▸ **Excerpt provided**:
The content file mathematical identifiers, K.sub.F1 and K.sub.F2,
in the metadata, however, are derived from a hashing function, such
as standard hash functions which are currently available, performed
by computer on the bit-stream of the file data, and thus will be
the same for each same content file.
[0026] Information retrieval or searching in the P2P system begins
by a user entering a search query into a client computer. In FIG.
1, the query entered into the client computer is {A, B, C, C, D}.
As shown in FIG. 1, if the search is performed according to known
P2P search procedures by routing the conjunctive query to the
server computers having R1-R7, no results are returned. No results
are returned because none of the file descriptors includes each
unique term (A, B, C, and D) of the query.
[0027] The remaining four queries shown in FIG. 1 are designed
according to a method for implementing a search in a P2P file
sharing system of one embodiment of this invention. The client
computer selects one or more unique terms of a query entered into a
client computer for masking by removing all instances of the
selected term(s) of the query, to obtain a masked query, designated
Q.sub.M in FIG. 1. If the client computer does not mask all
instances of the selected term(s), then the term(s) would still be
present in the masked query, and the search results would not
change. Desirably, the terms masked are not simply conjunctions,
e.g., "and" and "or", or other common terms, although such words
can be masked, if desired, if included in the query. The masked
query, such as Q.sub.M[D] or {A, B, C, C}, is then routed to the
server computers.
[0028] The server computers desirably include software, such as
that which is included in or bundled with the P2P protocol software
that receives the masked query and performs the search within the
corresponding server computer. The search of each of the server
computers is performed by matching the terms of the masked query to
terms of one or more file descriptors in the server computer. The
server computer compares the masked query to the file descriptors
of the server files, e.g., replicas R1-R7, to identify one or more
matching server files. In one embodiment of this invention, the
file descriptor matches the masked query when the file descriptor
contains all unique terms of the masked query, i.e., the masked
query is a conjunctive query.
[0029] Referring to masked query Q.sub.M[D] in FIG. 1, R1 is the
only matching server file that contains each of the remaining
unique terms {A, B, C} of the masked query. At least the file
descriptor and the unique mathematical indicator for the file {A,
B, C|K.sub.F1} are desirably returned to the client computer as a
search result. Other information, such as a server computer
identifier, can also be desirably returned to the client computer.
As shown in FIG. 1, varying the number and/or the choice of term(s)
masked from the query provides different search results.
Q.sub.M[A,B,D] or {C, C} returns replicas R1 and R2; Q.sub.M[A,C,D]
or {B} returns replicas R1 and R3; and Q.sub.M[B,C,D] or {A}
returns replicas R1, R2, and R3. As demonstrated in FIG. 1, masking
according to this invention desirably generally increases the size
of the result set, as compared to not masking, which, in this
example, returns no results, and thereby generally increases the
likelihood of obtaining the desired result(s). Overall, the client
computer is provided with additional information that can be used
to improve the quality of the results provided to the user.

▸ **Information supplied**:

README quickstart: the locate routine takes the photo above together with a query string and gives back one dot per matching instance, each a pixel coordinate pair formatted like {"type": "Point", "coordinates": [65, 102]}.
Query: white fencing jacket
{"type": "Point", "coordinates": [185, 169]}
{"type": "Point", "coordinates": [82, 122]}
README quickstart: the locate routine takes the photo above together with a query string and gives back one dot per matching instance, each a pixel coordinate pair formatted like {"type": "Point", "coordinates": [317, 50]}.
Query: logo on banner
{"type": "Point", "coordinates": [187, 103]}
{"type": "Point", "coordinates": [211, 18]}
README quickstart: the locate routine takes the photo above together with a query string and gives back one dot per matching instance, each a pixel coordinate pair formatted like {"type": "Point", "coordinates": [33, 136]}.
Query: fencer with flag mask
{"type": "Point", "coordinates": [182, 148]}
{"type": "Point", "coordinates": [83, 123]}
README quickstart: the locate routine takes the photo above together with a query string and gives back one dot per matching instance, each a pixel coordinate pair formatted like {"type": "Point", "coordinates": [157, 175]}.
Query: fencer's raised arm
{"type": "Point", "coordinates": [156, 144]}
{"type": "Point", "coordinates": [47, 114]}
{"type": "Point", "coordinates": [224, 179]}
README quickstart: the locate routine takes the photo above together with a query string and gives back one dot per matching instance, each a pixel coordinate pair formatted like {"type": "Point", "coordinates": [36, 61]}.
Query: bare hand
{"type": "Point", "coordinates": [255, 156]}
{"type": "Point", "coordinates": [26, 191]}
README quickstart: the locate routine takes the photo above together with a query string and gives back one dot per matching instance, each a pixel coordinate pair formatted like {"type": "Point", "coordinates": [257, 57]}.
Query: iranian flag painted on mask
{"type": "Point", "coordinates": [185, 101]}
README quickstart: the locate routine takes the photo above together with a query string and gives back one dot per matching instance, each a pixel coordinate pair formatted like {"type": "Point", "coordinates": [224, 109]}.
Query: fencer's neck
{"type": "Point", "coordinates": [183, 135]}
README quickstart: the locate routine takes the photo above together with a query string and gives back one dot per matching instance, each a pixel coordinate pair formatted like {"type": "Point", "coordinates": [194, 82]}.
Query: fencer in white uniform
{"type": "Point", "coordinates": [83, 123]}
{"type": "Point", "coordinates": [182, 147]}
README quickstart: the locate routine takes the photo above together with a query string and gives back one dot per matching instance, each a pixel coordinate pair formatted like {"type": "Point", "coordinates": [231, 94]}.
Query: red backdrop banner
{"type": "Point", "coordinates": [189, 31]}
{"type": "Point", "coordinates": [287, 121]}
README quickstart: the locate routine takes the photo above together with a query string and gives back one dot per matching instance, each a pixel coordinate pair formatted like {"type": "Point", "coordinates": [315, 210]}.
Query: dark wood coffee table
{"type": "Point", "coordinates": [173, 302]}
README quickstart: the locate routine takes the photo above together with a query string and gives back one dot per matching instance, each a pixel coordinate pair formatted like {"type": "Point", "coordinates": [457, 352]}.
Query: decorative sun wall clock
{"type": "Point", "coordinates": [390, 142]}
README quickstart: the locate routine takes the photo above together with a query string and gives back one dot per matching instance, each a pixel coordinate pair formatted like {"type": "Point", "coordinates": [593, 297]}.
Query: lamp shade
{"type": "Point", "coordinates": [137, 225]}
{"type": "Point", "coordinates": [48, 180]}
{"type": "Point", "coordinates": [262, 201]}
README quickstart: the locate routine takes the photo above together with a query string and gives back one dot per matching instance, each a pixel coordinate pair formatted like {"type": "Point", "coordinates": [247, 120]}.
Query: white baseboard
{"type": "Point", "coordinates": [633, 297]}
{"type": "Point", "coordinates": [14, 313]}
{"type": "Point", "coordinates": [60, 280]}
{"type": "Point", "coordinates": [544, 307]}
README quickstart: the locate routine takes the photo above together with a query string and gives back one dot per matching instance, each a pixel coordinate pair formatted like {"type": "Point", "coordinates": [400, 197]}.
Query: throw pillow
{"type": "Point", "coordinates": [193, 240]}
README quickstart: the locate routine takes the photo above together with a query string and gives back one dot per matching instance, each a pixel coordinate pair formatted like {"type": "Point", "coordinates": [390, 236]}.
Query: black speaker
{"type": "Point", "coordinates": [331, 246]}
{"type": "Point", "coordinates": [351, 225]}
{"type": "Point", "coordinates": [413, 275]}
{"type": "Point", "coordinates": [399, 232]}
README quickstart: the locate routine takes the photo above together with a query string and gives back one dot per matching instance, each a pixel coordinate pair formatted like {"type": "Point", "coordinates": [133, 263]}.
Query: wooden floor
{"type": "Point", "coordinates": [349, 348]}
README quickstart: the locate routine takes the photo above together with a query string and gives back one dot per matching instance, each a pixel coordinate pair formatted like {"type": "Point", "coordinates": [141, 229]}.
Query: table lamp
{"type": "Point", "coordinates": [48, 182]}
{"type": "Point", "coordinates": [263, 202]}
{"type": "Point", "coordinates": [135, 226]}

▸ **What to work on**:
1. Output the part of the passage on P2P search that runs between "The content file" and "same content file.", inclusive, word for word.
2. Filter the entries down to every line that contains the string "banner", treating uppercase and lowercase as different.
These entries have no connection to the passage on P2P search.

▸ **Responses to the tasks**:
1.
The content file mathematical identifiers, K.sub.F1 and K.sub.F2,
in the metadata, however, are derived from a hashing function, such
as standard hash functions which are currently available, performed
by computer on the bit-stream of the file data, and thus will be
the same for each same content file.

2.
Query: logo on banner
Query: red backdrop banner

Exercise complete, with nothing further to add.